═══ Information shown ═══

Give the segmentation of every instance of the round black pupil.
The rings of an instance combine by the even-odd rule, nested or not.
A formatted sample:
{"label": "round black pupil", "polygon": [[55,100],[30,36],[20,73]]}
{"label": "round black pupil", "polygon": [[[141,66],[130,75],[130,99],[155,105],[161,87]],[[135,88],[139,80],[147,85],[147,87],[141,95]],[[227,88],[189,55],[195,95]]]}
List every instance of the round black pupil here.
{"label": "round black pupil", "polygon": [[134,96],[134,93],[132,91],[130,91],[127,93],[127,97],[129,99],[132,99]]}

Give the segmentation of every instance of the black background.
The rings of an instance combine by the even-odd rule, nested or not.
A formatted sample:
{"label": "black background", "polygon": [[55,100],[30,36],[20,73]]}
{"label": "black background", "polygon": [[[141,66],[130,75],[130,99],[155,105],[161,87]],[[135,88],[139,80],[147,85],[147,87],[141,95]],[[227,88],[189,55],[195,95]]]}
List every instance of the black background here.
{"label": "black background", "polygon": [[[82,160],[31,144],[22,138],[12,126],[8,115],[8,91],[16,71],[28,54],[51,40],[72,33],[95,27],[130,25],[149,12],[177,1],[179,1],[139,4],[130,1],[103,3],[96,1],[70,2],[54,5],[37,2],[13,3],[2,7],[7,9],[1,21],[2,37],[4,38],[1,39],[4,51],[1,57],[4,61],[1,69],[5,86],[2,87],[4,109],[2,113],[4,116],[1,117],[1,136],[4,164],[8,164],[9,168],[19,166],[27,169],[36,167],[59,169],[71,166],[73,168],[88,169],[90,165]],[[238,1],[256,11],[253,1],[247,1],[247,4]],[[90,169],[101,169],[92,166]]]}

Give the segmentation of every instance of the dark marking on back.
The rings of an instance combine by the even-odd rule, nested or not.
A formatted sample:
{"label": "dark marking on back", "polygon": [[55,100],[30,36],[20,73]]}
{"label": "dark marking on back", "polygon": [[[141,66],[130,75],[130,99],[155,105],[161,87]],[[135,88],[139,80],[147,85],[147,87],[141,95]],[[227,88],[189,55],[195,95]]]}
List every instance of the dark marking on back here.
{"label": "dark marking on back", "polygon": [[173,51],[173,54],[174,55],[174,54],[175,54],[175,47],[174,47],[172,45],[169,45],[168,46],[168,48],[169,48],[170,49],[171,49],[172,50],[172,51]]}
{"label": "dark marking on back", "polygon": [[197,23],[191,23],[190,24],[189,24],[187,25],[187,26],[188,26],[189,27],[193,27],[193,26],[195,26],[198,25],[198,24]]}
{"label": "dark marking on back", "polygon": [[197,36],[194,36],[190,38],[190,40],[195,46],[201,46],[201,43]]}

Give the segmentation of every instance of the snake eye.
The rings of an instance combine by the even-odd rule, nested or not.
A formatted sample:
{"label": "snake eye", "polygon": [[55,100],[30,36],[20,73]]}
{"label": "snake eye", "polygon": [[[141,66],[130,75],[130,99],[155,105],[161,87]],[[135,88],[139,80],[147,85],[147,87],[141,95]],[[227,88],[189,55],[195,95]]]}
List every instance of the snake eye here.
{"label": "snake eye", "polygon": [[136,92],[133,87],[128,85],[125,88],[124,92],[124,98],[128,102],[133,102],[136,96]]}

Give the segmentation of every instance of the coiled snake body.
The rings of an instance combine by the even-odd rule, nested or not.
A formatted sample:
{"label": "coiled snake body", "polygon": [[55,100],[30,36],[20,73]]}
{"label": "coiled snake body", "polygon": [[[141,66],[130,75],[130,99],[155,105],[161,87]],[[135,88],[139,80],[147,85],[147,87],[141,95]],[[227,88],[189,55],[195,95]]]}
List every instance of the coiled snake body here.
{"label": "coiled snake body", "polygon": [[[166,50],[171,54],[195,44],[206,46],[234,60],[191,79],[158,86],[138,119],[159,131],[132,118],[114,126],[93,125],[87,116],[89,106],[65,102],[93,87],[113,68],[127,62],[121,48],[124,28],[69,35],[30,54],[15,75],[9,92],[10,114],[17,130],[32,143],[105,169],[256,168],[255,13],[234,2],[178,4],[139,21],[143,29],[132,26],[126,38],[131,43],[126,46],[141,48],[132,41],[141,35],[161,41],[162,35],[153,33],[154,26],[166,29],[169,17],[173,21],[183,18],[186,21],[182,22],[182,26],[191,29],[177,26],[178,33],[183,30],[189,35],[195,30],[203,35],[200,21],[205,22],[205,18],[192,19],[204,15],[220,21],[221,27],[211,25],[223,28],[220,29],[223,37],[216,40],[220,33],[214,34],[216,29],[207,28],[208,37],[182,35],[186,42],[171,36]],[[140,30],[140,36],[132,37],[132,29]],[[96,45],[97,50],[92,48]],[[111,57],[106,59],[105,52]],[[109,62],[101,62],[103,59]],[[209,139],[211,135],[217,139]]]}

═══

*What this task involves*. Present the lines of these records as a numbered list, leaving out any blank lines.

*Expected answer*.
1. Give the segmentation of every instance of the round black pupil.
2. The rings of an instance combine by the even-odd rule, nested or not.
3. A formatted sample:
4. {"label": "round black pupil", "polygon": [[55,100],[30,36],[20,73]]}
5. {"label": "round black pupil", "polygon": [[[141,66],[130,75],[130,99],[155,105],[161,87]],[[135,88],[139,80],[147,85],[147,87],[141,95]],[[227,88],[189,55],[195,95]]]}
6. List every instance of the round black pupil here.
7. {"label": "round black pupil", "polygon": [[134,96],[134,93],[132,91],[130,91],[127,93],[127,97],[129,99],[132,99]]}
8. Give the segmentation of every instance of the black background.
9. The rings of an instance combine by the even-odd rule, nested or not.
10. A formatted sample:
11. {"label": "black background", "polygon": [[55,100],[30,36],[20,73]]}
12. {"label": "black background", "polygon": [[[141,66],[130,75],[130,99],[155,105],[161,87]],[[135,88],[139,80],[147,85],[147,87],[141,95]],[[227,88],[189,55],[195,95]]]}
13. List every instance of the black background here.
14. {"label": "black background", "polygon": [[[82,160],[31,144],[22,138],[12,126],[8,115],[8,91],[16,71],[28,54],[51,40],[72,33],[95,27],[130,25],[149,12],[177,1],[179,1],[139,4],[130,1],[103,3],[96,1],[70,2],[54,5],[37,2],[13,3],[2,7],[7,9],[1,21],[2,37],[4,38],[1,39],[4,51],[1,57],[4,61],[1,69],[5,86],[2,87],[4,109],[2,113],[4,116],[1,117],[1,136],[4,164],[8,164],[9,168],[19,166],[27,169],[36,167],[59,169],[71,166],[73,168],[88,169],[90,165]],[[238,1],[256,11],[253,1],[247,1],[247,4]],[[90,169],[101,169],[92,166]]]}
15. Give the segmentation of every instance of the dark marking on back.
16. The rings of an instance combine by the even-odd rule, nested or not.
17. A formatted sample:
18. {"label": "dark marking on back", "polygon": [[55,100],[30,36],[20,73]]}
19. {"label": "dark marking on back", "polygon": [[[141,66],[130,75],[130,99],[155,105],[161,87]],[[135,88],[139,80],[147,85],[147,87],[141,95]],[[227,88],[189,55],[195,95]]]}
20. List every instance of the dark marking on back here.
21. {"label": "dark marking on back", "polygon": [[173,51],[173,54],[174,55],[174,54],[175,54],[175,47],[174,47],[172,45],[169,45],[168,46],[168,48],[169,48],[170,49],[171,49],[172,50],[172,51]]}
22. {"label": "dark marking on back", "polygon": [[197,23],[191,23],[190,24],[189,24],[187,25],[187,26],[188,26],[189,27],[193,27],[193,26],[195,26],[198,25],[198,24]]}
23. {"label": "dark marking on back", "polygon": [[197,36],[194,36],[190,38],[190,40],[195,46],[201,46],[201,43]]}
24. Give the segmentation of every instance of the snake eye.
25. The rings of an instance combine by the even-odd rule, nested or not.
26. A formatted sample:
27. {"label": "snake eye", "polygon": [[55,100],[30,36],[20,73]]}
28. {"label": "snake eye", "polygon": [[[141,66],[130,75],[130,99],[155,105],[161,87]],[[135,88],[139,80],[147,85],[147,87],[141,95]],[[227,88],[189,55],[195,95]]]}
29. List every instance of the snake eye here.
30. {"label": "snake eye", "polygon": [[136,92],[133,87],[128,85],[125,88],[124,92],[124,98],[128,102],[133,102],[136,96]]}
31. Give the segmentation of every instance of the coiled snake body.
32. The rings of an instance combine by the even-odd rule, nested or not.
33. A formatted sample:
34. {"label": "coiled snake body", "polygon": [[55,100],[30,36],[20,73]]}
35. {"label": "coiled snake body", "polygon": [[[141,66],[130,75],[130,99],[155,105],[161,87]],[[135,88],[139,80],[147,85],[147,87],[141,95]],[[227,88],[189,55],[195,95]]]}
36. List every instance of the coiled snake body here.
37. {"label": "coiled snake body", "polygon": [[[166,50],[171,54],[195,44],[206,46],[234,60],[191,79],[158,86],[138,119],[159,131],[132,118],[114,126],[93,125],[87,116],[89,106],[65,102],[93,87],[113,68],[127,62],[121,48],[124,28],[69,35],[30,54],[15,75],[9,92],[10,114],[17,130],[32,143],[105,169],[256,168],[255,13],[234,2],[178,4],[139,21],[143,29],[132,26],[126,38],[131,43],[126,46],[141,48],[132,41],[141,35],[161,41],[162,35],[153,33],[154,26],[166,29],[169,17],[173,21],[183,18],[186,21],[182,22],[182,26],[191,29],[177,26],[178,33],[183,30],[189,35],[195,30],[203,35],[200,21],[205,22],[205,18],[192,19],[204,15],[220,21],[221,27],[211,25],[223,28],[220,29],[223,37],[216,40],[220,33],[214,34],[216,29],[207,28],[208,37],[182,35],[186,42],[171,36]],[[140,30],[140,36],[132,37],[132,29]],[[96,45],[97,50],[92,48]],[[111,57],[106,59],[105,52]],[[109,62],[101,62],[103,59]],[[209,139],[211,135],[217,139]]]}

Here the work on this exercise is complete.